▶ [Problem requirements] Below are the records; give again exactly the line with "the pointed spike?", the line with "tapered pedestal base?", and each line that lies between them, and nothing besides.

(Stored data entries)

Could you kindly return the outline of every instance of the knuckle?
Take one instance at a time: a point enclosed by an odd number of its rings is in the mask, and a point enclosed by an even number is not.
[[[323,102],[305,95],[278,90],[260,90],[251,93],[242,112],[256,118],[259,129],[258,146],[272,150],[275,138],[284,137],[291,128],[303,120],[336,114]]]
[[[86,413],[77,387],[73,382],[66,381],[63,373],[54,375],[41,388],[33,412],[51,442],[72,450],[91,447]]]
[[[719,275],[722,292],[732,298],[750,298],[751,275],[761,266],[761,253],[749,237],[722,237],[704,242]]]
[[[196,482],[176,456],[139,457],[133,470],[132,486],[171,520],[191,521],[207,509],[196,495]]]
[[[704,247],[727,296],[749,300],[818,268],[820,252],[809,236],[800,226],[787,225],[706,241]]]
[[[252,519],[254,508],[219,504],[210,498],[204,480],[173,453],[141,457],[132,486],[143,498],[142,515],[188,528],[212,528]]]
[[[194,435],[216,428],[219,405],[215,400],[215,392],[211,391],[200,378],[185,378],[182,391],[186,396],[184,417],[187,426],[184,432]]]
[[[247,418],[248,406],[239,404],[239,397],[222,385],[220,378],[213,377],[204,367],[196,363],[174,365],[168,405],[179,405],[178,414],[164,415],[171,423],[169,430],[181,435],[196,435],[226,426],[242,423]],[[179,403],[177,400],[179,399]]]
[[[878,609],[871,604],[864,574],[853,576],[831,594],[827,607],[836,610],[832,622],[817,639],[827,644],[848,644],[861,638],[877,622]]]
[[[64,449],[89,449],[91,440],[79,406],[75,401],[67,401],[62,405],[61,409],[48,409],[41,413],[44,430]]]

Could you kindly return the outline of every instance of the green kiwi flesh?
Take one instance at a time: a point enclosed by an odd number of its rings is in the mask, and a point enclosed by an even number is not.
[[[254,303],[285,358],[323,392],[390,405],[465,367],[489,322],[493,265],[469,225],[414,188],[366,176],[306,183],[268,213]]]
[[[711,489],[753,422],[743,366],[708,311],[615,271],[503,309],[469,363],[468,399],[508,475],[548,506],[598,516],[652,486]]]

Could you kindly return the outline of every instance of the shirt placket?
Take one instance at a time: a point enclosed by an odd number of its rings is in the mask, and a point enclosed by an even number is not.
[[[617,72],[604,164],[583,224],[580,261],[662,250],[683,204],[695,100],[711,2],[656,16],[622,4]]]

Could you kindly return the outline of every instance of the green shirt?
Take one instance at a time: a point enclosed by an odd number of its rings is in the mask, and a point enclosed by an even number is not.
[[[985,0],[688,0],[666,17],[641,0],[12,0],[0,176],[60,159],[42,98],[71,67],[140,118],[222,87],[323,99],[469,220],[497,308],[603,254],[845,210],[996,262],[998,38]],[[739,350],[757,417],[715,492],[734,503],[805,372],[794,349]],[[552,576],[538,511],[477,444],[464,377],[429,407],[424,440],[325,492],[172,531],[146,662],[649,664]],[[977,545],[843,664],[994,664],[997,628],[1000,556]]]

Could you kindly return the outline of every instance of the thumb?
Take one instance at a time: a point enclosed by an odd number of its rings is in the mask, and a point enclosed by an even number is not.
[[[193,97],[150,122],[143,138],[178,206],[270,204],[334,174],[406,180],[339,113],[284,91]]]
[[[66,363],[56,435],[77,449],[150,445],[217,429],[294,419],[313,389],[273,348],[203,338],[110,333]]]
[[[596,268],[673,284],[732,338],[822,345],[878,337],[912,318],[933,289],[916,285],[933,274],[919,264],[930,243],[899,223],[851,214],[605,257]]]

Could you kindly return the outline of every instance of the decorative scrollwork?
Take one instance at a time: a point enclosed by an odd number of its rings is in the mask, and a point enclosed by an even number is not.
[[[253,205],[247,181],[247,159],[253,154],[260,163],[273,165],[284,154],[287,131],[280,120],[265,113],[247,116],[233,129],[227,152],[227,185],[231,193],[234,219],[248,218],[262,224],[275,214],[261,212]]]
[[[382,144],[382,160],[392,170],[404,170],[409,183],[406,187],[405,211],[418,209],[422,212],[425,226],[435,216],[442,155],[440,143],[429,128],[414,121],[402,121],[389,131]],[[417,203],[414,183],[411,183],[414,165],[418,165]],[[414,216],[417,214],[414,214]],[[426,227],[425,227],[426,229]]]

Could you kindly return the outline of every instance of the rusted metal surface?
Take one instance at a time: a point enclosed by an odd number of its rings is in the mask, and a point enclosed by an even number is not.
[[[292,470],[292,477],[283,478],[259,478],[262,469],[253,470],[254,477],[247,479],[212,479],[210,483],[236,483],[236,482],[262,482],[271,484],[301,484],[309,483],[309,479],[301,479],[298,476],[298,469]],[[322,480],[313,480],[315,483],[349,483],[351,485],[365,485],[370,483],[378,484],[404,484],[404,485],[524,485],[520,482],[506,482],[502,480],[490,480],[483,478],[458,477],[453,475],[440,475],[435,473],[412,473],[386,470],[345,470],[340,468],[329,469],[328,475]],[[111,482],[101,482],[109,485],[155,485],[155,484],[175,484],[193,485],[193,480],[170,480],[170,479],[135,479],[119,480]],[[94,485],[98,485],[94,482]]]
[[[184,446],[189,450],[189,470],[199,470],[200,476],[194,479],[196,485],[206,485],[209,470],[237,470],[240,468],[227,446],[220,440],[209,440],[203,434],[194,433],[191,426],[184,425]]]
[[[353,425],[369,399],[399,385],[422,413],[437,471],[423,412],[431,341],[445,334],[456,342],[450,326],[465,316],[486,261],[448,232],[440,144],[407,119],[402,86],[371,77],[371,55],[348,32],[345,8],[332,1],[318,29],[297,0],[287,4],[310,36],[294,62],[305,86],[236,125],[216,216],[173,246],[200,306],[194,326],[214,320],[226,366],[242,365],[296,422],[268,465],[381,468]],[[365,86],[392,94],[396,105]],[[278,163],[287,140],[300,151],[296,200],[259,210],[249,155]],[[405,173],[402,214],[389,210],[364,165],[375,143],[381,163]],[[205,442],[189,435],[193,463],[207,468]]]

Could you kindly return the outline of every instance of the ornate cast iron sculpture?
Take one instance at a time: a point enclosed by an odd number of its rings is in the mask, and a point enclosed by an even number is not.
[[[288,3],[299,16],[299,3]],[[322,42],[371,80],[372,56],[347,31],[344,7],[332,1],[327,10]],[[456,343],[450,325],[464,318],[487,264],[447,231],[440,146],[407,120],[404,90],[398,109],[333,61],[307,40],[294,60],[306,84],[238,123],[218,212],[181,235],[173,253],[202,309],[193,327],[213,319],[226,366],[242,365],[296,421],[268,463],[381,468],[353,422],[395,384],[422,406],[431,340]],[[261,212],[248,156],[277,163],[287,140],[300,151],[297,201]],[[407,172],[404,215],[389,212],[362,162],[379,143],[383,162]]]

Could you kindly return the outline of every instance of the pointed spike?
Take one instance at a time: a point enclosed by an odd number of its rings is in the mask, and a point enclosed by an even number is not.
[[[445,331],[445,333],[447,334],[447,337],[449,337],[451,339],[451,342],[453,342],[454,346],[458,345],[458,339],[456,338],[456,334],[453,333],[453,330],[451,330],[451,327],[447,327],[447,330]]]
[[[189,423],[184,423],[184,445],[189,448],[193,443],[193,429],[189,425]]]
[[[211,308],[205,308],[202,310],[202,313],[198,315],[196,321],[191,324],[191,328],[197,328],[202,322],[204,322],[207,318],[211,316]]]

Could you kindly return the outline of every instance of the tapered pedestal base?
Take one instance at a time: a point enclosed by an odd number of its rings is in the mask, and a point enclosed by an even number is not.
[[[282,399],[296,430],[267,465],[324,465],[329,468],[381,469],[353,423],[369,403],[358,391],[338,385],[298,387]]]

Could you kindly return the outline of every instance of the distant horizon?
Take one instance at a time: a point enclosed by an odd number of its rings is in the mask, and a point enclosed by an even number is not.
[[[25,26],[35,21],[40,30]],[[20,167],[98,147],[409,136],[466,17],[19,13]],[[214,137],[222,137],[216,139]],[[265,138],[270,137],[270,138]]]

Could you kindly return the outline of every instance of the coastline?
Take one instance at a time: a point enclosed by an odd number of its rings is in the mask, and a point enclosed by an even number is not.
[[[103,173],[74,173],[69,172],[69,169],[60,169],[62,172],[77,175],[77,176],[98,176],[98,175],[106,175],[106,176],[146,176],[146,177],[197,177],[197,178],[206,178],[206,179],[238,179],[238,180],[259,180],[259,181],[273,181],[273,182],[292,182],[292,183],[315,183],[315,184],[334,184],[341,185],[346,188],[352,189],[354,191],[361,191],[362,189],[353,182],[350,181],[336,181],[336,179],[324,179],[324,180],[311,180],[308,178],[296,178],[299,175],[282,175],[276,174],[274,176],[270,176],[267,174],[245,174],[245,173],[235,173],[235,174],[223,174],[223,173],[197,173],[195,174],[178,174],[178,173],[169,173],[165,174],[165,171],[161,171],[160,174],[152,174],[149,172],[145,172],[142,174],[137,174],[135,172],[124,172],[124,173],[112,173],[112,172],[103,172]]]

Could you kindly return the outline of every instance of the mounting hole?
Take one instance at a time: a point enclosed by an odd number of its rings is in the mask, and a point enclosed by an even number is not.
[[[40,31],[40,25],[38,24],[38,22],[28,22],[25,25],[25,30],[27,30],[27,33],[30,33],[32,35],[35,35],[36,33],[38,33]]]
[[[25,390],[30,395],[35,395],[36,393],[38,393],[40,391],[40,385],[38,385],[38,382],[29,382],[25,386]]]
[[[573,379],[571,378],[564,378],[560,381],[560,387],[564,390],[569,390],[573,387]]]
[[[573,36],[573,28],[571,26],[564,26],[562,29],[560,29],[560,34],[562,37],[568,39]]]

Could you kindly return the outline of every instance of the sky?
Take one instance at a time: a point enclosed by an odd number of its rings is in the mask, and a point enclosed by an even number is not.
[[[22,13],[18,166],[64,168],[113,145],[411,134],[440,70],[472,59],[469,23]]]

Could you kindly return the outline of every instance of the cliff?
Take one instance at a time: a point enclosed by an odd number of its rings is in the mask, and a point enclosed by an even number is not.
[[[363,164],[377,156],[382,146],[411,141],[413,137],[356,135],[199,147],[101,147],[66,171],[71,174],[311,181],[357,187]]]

▶ [Answer for the task]
Could you kindly return the outline of every instance of the pointed spike?
Take one instance at a time: a point enclosed by an odd number of its rings is in the mask, and a point enclosed by an even number is not.
[[[445,331],[445,333],[447,334],[447,337],[449,337],[451,339],[451,342],[453,342],[454,346],[458,345],[458,339],[456,338],[456,334],[453,333],[453,330],[451,330],[451,327],[447,327],[447,330]]]
[[[189,423],[184,423],[184,445],[189,448],[193,443],[193,429],[189,425]]]
[[[211,308],[205,308],[202,310],[202,313],[198,315],[196,321],[191,324],[191,328],[197,328],[202,322],[204,322],[207,318],[211,316]]]

Could you kindly return the outline of every instance of the tapered pedestal base?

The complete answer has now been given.